Übertrage den Satz „Der Bundespräsident allein kann den Kanzler nicht auswechseln.“ aus dem Textauszug über das konstruktive Misstrauensvotum ins Englische.

━━ GEZEIGTER TEXTAUSZUG ━━

Einen Regierungswechsel ohne Neuwahl des Parlaments ermöglicht das Grundgesetz durch ein sogenanntes konstruktives Misstrauensvotum: Ein Kanzler mitsamt seiner Regierung kann nur gestürzt werden, indem der Bundestag mit absoluter Mehrheit einen neuen Kanzler oder eine neue Kanzlerin wählt. Ohne ein solches konstruktives Vorgehen kann das Parlament der Regierung formal nicht das Misstrauen aussprechen. Der Bundespräsident allein kann den Kanzler nicht auswechseln. Auch damit wurde eine Lehre aus Pattsituationen in der Weimarer Republik gezogen, die der nationalsozialistischen Diktatur von Adolf Hitler den Weg geebnet hatten.

Schmidt, Schröder, Brandt und Kohl

In der bundesdeutschen Geschichte haben Kanzler insgesamt fünf Mal die Vertrauensfrage gestellt, also den "Antrag", ihnen "das Vertrauen auszusprechen", wie es in Artikel 68 des Grundgesetzes heißt. Doch nur in zwei Fällen hatten die Amtsinhaber die Absicht, sich den Rückhalt der Parlamentsmehrheit zu sichern, wie es ursprünglich gedacht war: 1982 ließ sich Helmut Schmidt in einer Koalitionskrise das Vertrauen aussprechen - was nicht verhinderte, dass seine sozialliberale Koalition noch im selben Jahr zerfiel und Schmidt durch ein konstruktives Misstrauensvotum des Bundestags von Helmut Kohl abgelöst wurde.

2001 sicherte sich Gerhard Schröder die Zustimmung für den umstrittenen Afghanistan-Einsatz der Bundeswehr, indem er diese Abstimmung mit der Vertrauensfrage verband. In den drei übrigen Fällen nutzten Kanzler die Vertrauensfrage als Schachzug, um Neuwahlen einzuleiten: Dass 1972 Willy Brandt, 1982 der gerade ins Amt gekommene Helmut Kohl und 2005 Gerhard Schröder Vertrauensabstimmungen verloren, war vorher abgesprochen. Alle drei Politiker handelten in der Hoffnung, bei Neuwahlen ihre Koalition zu stabilisieren.

Während Brandt und Kohl dies gelang, scheiterte Schröder: Die SPD verlor die Bundestagswahl und wurde Juniorpartner in einer Großen Koalition von Angela Merkel. Obwohl die jeweiligen Bundespräsidenten mitspielten, wurden die sogenannten "unechten Vertrauensfragen" als Missbrauch des Grundgesetzes kritisiert. Sie erhielten aber schließlich den Segen des Bundesverfassungsgerichts.

━━━
━━ GEGEBENE ANGABEN ━━

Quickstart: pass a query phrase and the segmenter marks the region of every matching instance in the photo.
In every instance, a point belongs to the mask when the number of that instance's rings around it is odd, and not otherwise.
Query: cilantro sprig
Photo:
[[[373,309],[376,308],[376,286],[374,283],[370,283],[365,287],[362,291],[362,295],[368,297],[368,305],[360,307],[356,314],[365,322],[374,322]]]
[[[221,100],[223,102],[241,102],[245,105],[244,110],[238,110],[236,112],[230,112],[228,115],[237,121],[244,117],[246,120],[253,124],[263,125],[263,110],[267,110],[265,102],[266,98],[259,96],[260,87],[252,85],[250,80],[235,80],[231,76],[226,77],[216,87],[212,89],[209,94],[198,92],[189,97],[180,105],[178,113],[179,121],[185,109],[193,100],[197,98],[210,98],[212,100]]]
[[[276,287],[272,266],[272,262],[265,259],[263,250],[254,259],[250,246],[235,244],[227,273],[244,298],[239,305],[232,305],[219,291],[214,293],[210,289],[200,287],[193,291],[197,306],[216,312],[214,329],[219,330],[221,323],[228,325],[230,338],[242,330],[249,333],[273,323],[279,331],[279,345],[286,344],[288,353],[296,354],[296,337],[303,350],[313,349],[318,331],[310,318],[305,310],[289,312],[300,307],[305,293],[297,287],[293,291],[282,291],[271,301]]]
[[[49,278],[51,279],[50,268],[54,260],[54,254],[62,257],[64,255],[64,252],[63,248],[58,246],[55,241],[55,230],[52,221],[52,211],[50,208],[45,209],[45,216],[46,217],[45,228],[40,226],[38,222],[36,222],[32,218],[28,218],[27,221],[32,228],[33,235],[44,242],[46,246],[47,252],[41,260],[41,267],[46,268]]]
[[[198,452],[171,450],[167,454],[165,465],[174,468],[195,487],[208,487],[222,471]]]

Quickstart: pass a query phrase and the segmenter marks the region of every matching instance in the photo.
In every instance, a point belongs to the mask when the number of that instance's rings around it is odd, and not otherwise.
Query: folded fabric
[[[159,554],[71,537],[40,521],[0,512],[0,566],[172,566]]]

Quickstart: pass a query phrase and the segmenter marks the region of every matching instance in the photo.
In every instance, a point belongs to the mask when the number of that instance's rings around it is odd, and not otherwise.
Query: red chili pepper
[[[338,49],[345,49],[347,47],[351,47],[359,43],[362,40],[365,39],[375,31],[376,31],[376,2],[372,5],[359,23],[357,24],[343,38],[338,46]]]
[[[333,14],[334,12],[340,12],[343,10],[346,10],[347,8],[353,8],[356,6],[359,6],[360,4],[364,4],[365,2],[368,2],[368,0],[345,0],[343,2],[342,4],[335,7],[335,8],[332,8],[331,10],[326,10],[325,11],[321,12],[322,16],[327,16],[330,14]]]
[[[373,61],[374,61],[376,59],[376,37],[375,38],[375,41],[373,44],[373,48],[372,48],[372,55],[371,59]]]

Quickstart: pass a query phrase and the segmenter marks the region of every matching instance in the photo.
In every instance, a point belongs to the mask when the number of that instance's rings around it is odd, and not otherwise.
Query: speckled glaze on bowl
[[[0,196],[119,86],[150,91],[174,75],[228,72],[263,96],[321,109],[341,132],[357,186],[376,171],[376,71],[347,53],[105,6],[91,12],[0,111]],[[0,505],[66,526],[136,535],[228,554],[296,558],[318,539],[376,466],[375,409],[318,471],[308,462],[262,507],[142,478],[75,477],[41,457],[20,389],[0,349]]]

━━━

• RICHTIGE AUSGABE:
The Federal President alone cannot replace the chancellor.